> **EXERCISE INSTRUCTIONS**
Copy nothing from the entries below except the lines from the one containing "If you could pin the ant's front" through the one containing "If you could pin the ant in", and copy those exactly.

━━━━━━━━━━

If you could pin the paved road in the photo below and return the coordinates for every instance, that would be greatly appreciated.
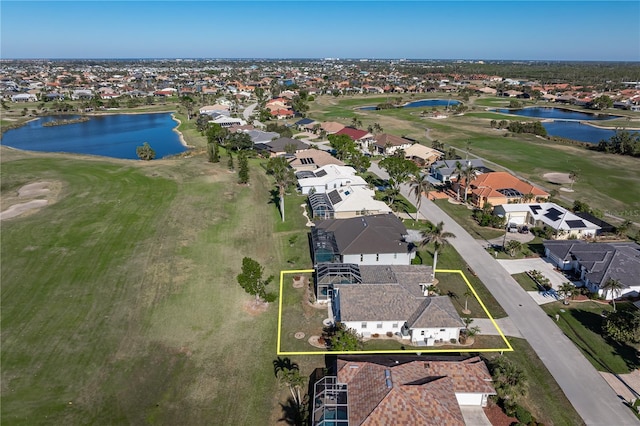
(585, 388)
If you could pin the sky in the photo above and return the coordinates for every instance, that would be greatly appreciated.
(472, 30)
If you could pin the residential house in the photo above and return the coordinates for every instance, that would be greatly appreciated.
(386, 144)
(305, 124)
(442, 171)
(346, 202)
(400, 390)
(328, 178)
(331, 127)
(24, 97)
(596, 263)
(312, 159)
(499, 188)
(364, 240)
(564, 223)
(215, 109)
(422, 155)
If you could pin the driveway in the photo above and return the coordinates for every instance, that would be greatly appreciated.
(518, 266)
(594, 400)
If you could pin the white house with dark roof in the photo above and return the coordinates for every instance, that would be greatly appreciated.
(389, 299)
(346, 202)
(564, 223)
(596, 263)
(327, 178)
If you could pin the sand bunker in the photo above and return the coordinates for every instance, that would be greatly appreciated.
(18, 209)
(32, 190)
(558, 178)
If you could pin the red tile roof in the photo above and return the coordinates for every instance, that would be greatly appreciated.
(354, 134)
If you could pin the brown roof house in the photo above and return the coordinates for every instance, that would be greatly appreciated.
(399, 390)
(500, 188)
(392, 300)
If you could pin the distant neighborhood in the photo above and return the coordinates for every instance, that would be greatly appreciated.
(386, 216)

━━━━━━━━━━

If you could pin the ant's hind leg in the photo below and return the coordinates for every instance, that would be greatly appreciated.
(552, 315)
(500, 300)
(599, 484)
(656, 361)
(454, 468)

━━━━━━━━━━

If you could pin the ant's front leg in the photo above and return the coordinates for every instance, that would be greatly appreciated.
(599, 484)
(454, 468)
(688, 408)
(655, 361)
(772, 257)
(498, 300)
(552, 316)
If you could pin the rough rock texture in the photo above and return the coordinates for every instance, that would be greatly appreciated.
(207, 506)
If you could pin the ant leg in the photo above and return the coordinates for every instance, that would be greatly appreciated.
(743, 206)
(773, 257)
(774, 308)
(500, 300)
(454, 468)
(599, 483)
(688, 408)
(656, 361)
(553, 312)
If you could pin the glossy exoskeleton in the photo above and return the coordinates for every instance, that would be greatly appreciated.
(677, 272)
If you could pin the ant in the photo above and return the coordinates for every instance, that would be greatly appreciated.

━━━━━━━━━━

> **ANSWER TO THIS PROBLEM**
If you could pin the ant's front leg in the photo above and return the coordinates for every instance, that would be greatly appreciated.
(599, 484)
(454, 468)
(688, 408)
(655, 361)
(772, 257)
(498, 300)
(552, 316)
If you could pin the rough rock texture in the photo above and return the coordinates for every instance, that would be greatly appreciated.
(207, 506)
If you could pin the ant leg in the photo above and return the coordinates for every instance, that would be greatly appreciated.
(743, 206)
(773, 257)
(774, 308)
(500, 300)
(454, 468)
(599, 483)
(688, 408)
(656, 361)
(553, 312)
If you could pin the glossy exoskeleton in the photo above and return the coordinates for every instance, that would be greatly appreciated.
(677, 272)
If you could pin the ant in the photo above and return the coordinates for every instance, that would be greatly appreciated.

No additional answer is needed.